*TASK*. Write out every record below exactly, so that nothing differs from what is shown.
-*-
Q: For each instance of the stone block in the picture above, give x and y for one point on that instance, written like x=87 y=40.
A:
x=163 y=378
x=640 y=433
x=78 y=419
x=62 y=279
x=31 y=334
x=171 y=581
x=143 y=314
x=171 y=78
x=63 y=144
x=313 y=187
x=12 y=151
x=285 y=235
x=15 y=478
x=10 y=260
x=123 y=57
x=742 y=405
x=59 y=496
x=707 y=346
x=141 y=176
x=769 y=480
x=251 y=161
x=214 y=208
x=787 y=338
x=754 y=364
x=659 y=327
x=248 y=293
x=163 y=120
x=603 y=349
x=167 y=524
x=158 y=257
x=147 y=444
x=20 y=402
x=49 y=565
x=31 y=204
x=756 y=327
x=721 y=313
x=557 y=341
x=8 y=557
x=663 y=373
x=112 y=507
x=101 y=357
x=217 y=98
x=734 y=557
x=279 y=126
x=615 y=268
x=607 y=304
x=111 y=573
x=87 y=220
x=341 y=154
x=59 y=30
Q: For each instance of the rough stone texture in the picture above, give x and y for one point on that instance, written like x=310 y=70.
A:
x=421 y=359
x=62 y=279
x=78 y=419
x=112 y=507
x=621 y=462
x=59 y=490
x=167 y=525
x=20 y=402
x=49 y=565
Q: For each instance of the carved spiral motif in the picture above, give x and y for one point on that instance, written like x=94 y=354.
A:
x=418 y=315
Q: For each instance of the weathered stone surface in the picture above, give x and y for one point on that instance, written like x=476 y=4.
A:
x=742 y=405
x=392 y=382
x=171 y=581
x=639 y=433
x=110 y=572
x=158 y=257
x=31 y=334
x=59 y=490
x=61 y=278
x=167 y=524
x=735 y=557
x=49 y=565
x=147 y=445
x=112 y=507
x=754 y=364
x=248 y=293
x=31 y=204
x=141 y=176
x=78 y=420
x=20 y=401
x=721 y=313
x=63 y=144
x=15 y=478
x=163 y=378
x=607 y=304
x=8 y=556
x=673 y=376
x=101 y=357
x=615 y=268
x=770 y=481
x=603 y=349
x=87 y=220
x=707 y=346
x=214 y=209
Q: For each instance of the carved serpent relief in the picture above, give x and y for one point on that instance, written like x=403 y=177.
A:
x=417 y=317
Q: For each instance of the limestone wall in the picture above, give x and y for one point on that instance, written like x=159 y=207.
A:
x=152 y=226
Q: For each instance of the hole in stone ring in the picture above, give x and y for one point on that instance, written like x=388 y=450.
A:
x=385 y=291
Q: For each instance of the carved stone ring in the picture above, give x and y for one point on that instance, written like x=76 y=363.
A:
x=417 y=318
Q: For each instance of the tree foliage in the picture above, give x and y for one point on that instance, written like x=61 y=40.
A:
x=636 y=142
-*-
*ANSWER FOR THE TASK*.
Q: For each instance of the stone block in the picture above, give x and y for one point on that instance, written like x=87 y=40.
A:
x=163 y=378
x=640 y=433
x=78 y=419
x=62 y=279
x=31 y=334
x=171 y=581
x=143 y=314
x=171 y=78
x=63 y=144
x=313 y=187
x=12 y=151
x=285 y=235
x=15 y=478
x=10 y=260
x=123 y=57
x=742 y=405
x=59 y=496
x=707 y=346
x=141 y=176
x=769 y=480
x=251 y=161
x=214 y=208
x=787 y=338
x=754 y=364
x=659 y=327
x=248 y=293
x=163 y=120
x=603 y=349
x=167 y=524
x=158 y=257
x=147 y=444
x=20 y=402
x=49 y=565
x=31 y=204
x=756 y=327
x=721 y=313
x=557 y=341
x=8 y=557
x=663 y=373
x=112 y=507
x=101 y=357
x=217 y=98
x=734 y=557
x=279 y=126
x=615 y=268
x=607 y=304
x=111 y=573
x=87 y=220
x=341 y=154
x=59 y=30
Q: For each instance of the rough stone texture in the picture above, give x and y for one point on that instance, written like x=310 y=70.
A:
x=421 y=359
x=62 y=279
x=78 y=419
x=112 y=507
x=621 y=462
x=59 y=490
x=167 y=525
x=20 y=402
x=49 y=565
Q: For each instance of the carved spiral motif in the picture above, give x and y for one point on that instance, written like x=94 y=354.
A:
x=418 y=315
Q: For each instance of the weathered stone surface in the picture above, give x and y for one point on that instance, written like x=476 y=4.
A:
x=742 y=405
x=392 y=382
x=171 y=581
x=639 y=433
x=110 y=572
x=158 y=257
x=31 y=334
x=59 y=490
x=61 y=278
x=167 y=524
x=735 y=557
x=49 y=565
x=147 y=445
x=112 y=507
x=754 y=364
x=248 y=293
x=31 y=204
x=141 y=176
x=78 y=420
x=20 y=401
x=721 y=313
x=63 y=144
x=15 y=478
x=163 y=378
x=607 y=304
x=8 y=556
x=673 y=376
x=101 y=357
x=615 y=268
x=770 y=481
x=603 y=349
x=87 y=220
x=707 y=346
x=214 y=209
Q: For each instance of the carved serpent relief in the picture above, give x and y for one point on that instance, written like x=403 y=177.
A:
x=417 y=317
Q: For each instance of the limestone wall in the picture above, give x and y for one point on that instance, written like x=159 y=207.
A:
x=152 y=226
Q: For each instance of the hole in stone ring in the picture above, give x and y for one point on that instance, written like x=388 y=450.
A:
x=385 y=291
Q: For each instance of the carved stone ring in the picture above, give x and y for one point on that instance, written like x=76 y=363.
A:
x=417 y=318
Q: For each instance of the tree foliage in the picture above, give x and y for one point on that instance, written like x=61 y=40.
A:
x=636 y=142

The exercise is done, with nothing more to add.